====== Data to process

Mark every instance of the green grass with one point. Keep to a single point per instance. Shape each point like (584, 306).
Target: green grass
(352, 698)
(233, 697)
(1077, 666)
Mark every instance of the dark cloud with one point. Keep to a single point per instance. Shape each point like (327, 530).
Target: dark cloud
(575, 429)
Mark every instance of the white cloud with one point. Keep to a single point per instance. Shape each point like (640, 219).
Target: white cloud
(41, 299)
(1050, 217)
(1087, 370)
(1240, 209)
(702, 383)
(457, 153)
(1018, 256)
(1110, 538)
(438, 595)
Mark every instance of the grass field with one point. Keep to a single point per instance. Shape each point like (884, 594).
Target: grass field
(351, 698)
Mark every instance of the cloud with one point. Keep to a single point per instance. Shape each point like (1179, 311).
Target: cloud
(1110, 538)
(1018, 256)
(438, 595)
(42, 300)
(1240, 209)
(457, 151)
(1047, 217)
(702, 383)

============

Your task — Please write out, exactly as they appear, the line that contains "Mark every instance of the grass" and every line after it up to the end of the entries above, and no others.

Response below —
Mark every instance of the grass field with one point. Keep to a single point per instance. Shape each point like (884, 594).
Target: grass field
(351, 698)
Mark every instance of the cloud with one point. Keep to a single point per instance. Shape each point like (1179, 311).
Target: cloud
(1110, 538)
(1018, 256)
(438, 595)
(42, 300)
(1240, 209)
(457, 151)
(1047, 217)
(702, 383)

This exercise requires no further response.